→ **Exercise**:
Rewrite the entries below as a Markdown table with two columns, Row and Line. Give each line its own numbered row and leave out blank lines.

[Begin Records shown]

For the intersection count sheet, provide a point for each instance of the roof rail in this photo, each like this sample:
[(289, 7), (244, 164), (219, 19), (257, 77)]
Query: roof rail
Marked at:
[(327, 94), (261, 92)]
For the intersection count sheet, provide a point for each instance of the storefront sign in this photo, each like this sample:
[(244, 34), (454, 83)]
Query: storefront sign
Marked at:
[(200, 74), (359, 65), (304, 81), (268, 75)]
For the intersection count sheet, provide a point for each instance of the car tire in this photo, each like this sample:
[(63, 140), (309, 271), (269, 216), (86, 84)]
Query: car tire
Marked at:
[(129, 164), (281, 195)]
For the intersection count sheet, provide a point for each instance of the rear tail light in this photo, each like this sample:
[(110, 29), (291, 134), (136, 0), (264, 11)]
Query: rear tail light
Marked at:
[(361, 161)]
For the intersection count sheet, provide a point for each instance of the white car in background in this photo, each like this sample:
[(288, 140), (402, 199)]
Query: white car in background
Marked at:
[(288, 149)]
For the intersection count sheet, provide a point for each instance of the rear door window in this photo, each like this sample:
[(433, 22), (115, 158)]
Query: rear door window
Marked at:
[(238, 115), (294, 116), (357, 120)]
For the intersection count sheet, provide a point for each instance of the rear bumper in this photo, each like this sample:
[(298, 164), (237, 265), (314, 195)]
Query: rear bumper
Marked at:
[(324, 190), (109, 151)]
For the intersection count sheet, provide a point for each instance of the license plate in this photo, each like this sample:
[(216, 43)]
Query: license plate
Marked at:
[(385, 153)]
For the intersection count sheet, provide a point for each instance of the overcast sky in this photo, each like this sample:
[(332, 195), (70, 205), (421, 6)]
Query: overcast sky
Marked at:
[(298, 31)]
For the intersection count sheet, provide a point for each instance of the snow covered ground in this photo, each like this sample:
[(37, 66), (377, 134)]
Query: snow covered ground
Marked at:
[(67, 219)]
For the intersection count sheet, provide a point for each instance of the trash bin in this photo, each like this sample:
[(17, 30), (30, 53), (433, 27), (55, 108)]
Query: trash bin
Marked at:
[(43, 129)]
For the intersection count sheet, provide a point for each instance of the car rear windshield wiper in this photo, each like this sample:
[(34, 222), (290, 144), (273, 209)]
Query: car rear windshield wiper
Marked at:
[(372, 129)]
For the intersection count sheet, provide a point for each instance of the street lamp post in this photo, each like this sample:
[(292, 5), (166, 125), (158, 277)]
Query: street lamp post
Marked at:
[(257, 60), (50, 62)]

[End Records shown]

→ **Result of the task**:
| Row | Line |
|---|---|
| 1 | For the intersection count sheet, provide a point for each instance of the roof rail in this photo, each like this sample: |
| 2 | [(289, 7), (244, 164), (219, 19), (257, 77)] |
| 3 | Query: roof rail |
| 4 | Marked at: |
| 5 | [(327, 94), (261, 92)] |
| 6 | For the intersection count sheet, provide a point for each instance of the storefront sign in this photo, each like this sample: |
| 7 | [(244, 34), (454, 83)] |
| 8 | Query: storefront sign |
| 9 | Marked at: |
| 10 | [(200, 74), (359, 65), (304, 81), (268, 75)] |
| 11 | For the intersection count sheet, provide a point for each instance of the car tire in this photo, each like this sample: |
| 12 | [(63, 140), (309, 271), (269, 216), (86, 84)] |
| 13 | Query: car tire |
| 14 | Marked at: |
| 15 | [(129, 164), (281, 195)] |
| 16 | For the intersection count sheet, provide a point for each instance of the rear tail light in this photo, each like this sample: |
| 17 | [(110, 29), (291, 134), (136, 0), (264, 11)] |
| 18 | Query: rear tail light |
| 19 | Marked at: |
| 20 | [(361, 161)] |
| 21 | For the intersection count sheet, provide a point for each instance of the white car in background in this photo, each like this sample: |
| 22 | [(288, 140), (402, 199)] |
| 23 | Query: white car in background |
| 24 | Marked at: |
| 25 | [(288, 149)] |
| 26 | For the intersection count sheet, provide a point for each instance of the rear door window in this photo, each like this sample: |
| 27 | [(433, 22), (115, 158)] |
| 28 | Query: rear door window |
| 29 | Marked at: |
| 30 | [(238, 115), (294, 116), (357, 120)] |
| 31 | For the intersection count sheet, provide a point for each instance of the rear bumper in this photo, each like this sample: |
| 32 | [(298, 164), (237, 265), (314, 195)] |
| 33 | Query: rear bumper |
| 34 | Marked at: |
| 35 | [(324, 190), (109, 151)] |
| 36 | For the intersection count sheet, provide a point for each instance of the license plate in this photo, each like this sample: |
| 37 | [(216, 43)] |
| 38 | Query: license plate |
| 39 | Marked at: |
| 40 | [(385, 153)] |
| 41 | For the intersection count sheet, provide a point for each instance of the overcast sky in this photo, each like this sample: |
| 42 | [(332, 195), (70, 205), (421, 6)] |
| 43 | Query: overcast sky |
| 44 | Marked at: |
| 45 | [(298, 31)] |
| 46 | For the intersection count sheet, provide a point for each instance of the snow covered ground in this photo, each like this sample: |
| 47 | [(37, 66), (377, 134)] |
| 48 | Query: snow covered ground |
| 49 | Marked at: |
| 50 | [(67, 219)] |
| 51 | For the intersection count sheet, provide a point for each instance of the trash bin in this photo, each like this sample: |
| 52 | [(17, 30), (30, 53), (433, 27), (55, 108)] |
| 53 | Query: trash bin |
| 54 | Marked at: |
| 55 | [(43, 129)] |
| 56 | For the intersection count sheet, provide a point for each instance of the car rear windshield wiper in this photo, each like this sample: |
| 57 | [(34, 222), (290, 144), (273, 209)] |
| 58 | Query: car rear windshield wiper |
| 59 | Marked at: |
| 60 | [(372, 129)] |
| 61 | For the intersection count sheet, provide a point for each instance of the street lamp post in this photo, each like this sample: |
| 62 | [(292, 5), (166, 125), (158, 277)] |
| 63 | Query: street lamp post |
| 64 | Marked at: |
| 65 | [(257, 60), (50, 62)] |